> [Task requirements] The records below are to be copied exactly, with every picture left out.

------------------------------------------------------------

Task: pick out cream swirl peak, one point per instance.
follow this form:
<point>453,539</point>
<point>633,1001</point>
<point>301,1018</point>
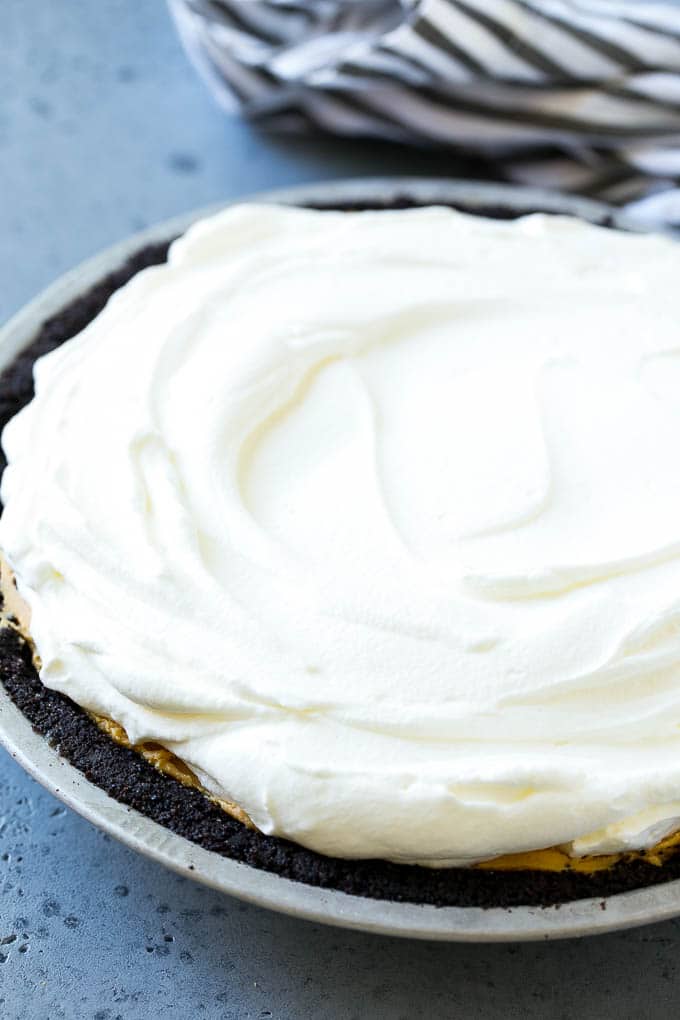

------------------------------------------------------------

> [Task result]
Task: pick out cream swirl peak, one point per instance.
follow this form:
<point>453,539</point>
<point>633,1001</point>
<point>301,1018</point>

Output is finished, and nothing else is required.